• [GIVEN INSTRUCTION]: Please print every one of the following entries again, word for word and without any change.
=-=-=-=-=
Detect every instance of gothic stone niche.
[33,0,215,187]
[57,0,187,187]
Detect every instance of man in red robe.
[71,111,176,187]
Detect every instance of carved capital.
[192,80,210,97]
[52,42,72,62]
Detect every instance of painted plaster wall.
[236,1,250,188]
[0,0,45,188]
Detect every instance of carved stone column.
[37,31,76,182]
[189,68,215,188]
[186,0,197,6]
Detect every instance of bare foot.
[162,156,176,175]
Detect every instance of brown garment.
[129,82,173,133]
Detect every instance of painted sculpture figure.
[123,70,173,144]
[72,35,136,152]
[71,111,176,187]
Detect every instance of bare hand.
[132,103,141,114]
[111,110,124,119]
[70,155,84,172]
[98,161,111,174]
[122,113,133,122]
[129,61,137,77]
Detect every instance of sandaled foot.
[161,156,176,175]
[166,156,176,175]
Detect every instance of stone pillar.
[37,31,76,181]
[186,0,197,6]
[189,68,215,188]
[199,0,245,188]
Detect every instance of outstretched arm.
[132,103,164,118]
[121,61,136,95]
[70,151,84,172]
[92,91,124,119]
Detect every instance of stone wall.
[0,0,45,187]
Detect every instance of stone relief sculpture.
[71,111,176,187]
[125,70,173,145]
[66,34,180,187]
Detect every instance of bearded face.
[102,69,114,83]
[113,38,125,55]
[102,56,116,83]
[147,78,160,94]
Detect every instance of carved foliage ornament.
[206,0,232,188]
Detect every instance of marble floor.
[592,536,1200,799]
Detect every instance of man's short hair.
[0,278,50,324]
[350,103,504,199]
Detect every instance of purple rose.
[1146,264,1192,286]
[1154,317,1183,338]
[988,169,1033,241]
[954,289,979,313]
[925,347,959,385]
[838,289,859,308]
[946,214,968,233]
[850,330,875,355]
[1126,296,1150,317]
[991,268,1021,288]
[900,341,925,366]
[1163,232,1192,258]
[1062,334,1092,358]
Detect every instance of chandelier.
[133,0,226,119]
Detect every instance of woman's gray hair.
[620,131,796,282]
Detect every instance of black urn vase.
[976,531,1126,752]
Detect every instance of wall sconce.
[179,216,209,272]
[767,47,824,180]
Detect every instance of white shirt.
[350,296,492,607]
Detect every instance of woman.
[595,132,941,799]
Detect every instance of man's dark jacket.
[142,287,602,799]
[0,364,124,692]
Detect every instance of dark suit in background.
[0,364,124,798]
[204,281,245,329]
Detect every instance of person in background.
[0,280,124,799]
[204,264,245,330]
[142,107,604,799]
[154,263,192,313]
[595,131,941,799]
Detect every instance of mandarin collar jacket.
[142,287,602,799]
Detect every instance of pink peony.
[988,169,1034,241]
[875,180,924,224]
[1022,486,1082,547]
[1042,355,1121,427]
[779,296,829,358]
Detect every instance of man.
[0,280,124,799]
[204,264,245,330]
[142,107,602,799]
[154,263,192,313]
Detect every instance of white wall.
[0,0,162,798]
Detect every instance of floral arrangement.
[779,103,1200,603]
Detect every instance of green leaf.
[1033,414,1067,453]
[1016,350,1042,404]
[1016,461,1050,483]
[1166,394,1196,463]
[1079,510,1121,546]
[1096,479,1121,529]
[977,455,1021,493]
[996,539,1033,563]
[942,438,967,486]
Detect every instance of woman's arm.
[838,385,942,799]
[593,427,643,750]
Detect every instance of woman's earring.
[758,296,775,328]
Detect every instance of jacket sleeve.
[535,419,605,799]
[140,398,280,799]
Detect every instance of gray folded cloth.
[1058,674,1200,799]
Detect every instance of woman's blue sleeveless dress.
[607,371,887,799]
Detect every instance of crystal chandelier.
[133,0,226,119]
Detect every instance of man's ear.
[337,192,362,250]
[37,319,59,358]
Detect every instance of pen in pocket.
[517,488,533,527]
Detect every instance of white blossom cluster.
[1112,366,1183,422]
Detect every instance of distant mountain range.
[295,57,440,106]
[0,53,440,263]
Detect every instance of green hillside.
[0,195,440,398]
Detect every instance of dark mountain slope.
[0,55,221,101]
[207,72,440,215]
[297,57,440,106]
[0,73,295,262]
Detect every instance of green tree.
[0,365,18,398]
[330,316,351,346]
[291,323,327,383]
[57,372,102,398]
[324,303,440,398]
=-=-=-=-=
• [PROBLEM SOLUTION]:
Detect every instance of gothic stone niche.
[33,0,215,187]
[57,0,187,187]
Detect every instance of man in red robe.
[71,111,176,187]
Detect every instance of carved capital.
[192,80,210,97]
[52,42,72,62]
Detect every instance of painted plaster wall.
[236,1,250,188]
[0,0,45,188]
Detect every instance of carved stone column.
[37,31,76,182]
[189,68,215,188]
[186,0,197,6]
Detect every instance of bare foot.
[162,156,176,175]
Detect every instance of brown garment.
[129,82,173,133]
Detect every instance of painted sculpture figure.
[123,70,173,144]
[72,35,136,152]
[71,111,176,187]
Detect every instance of bare hand.
[132,103,141,114]
[111,110,124,119]
[70,155,84,172]
[98,161,111,174]
[122,113,133,122]
[129,61,137,77]
Detect every instance of sandaled foot.
[161,156,176,175]
[166,156,176,175]
Detect every instance of stone pillar.
[37,31,76,181]
[186,0,197,6]
[189,68,215,188]
[199,0,245,188]
Detect every instance of outstretched arm.
[132,103,164,118]
[121,61,136,95]
[70,151,84,172]
[92,91,124,119]
Detect every instance of stone wall.
[0,0,45,187]
Detect every instance of stone relief sculpture.
[71,111,176,187]
[125,70,173,145]
[66,34,180,187]
Detect every instance of bearded face.
[102,69,114,83]
[113,38,125,55]
[102,56,116,83]
[147,78,160,94]
Detect every instance of carved foliage ornament.
[206,0,232,188]
Detect every instance of marble floor.
[592,536,1200,799]
Detect every instance of man's short hair.
[0,278,50,324]
[350,103,504,199]
Detect every instance of purple rose.
[1146,264,1192,286]
[1154,317,1183,338]
[988,169,1033,241]
[954,289,979,313]
[925,347,959,385]
[838,289,859,308]
[946,214,968,233]
[850,330,875,355]
[1126,296,1150,317]
[991,268,1021,288]
[900,341,925,366]
[1163,232,1192,258]
[1062,334,1092,358]
Detect every instance of chandelier.
[133,0,226,119]
Detect every instance of woman's gray hair.
[620,131,796,282]
Detect every instance of black urn vase.
[976,531,1126,752]
Detect every instance of wall sconce.
[179,216,209,272]
[767,47,824,180]
Detect every instance of white shirt.
[350,296,492,607]
Detect every instance of woman.
[595,132,941,799]
Detect every instance of man's dark jacket.
[142,287,602,799]
[0,364,124,692]
Detect every instance of dark suit in background.
[0,364,124,798]
[204,281,245,329]
Detect every instance of person in background.
[0,280,124,799]
[204,264,245,330]
[142,107,604,799]
[154,263,192,313]
[595,131,941,799]
Detect every instance of mandarin collar jacket.
[142,287,602,799]
Detect every instance of pink peony.
[988,169,1034,241]
[875,180,924,224]
[1022,486,1082,547]
[1042,355,1121,427]
[779,296,829,358]
Detect every instance of man.
[0,280,124,799]
[204,264,245,330]
[142,107,602,799]
[154,263,192,313]
Detect every instance of white wall.
[0,0,162,798]
Detect every instance of floral arrangement.
[779,103,1200,603]
Detect every instance of green leaf.
[1033,414,1067,453]
[1016,350,1042,404]
[1016,461,1050,483]
[1166,394,1196,463]
[1079,510,1121,546]
[1096,479,1121,529]
[977,455,1021,493]
[996,539,1033,563]
[942,438,967,486]
Detect every instance of woman's arm.
[838,385,942,799]
[593,427,643,750]
Detect every instance of woman's earring.
[758,296,775,328]
Detect every instance of jacket sleeve.
[535,419,605,799]
[140,398,280,799]
Detect every instance of gray folded cloth.
[1058,674,1200,799]
Detect every instance of woman's blue sleeveless dress.
[607,371,887,799]
Detect every instance of crystal chandelier.
[133,0,226,119]
Detect every instance of man's ear.
[337,192,362,250]
[37,319,59,358]
Detect every instance of pen in pocket.
[517,488,533,527]
Detect every instance of white blossom cluster.
[1112,366,1183,422]
Detect every instance of distant mountain range.
[295,57,440,106]
[0,53,440,263]
Detect every instance of green hillside.
[0,195,440,398]
Detect every instance of dark mountain slope.
[0,55,221,101]
[207,72,440,215]
[297,57,440,106]
[0,73,295,262]
Detect every instance of green tree.
[0,365,18,398]
[330,316,351,346]
[291,323,327,383]
[57,372,102,398]
[324,303,440,398]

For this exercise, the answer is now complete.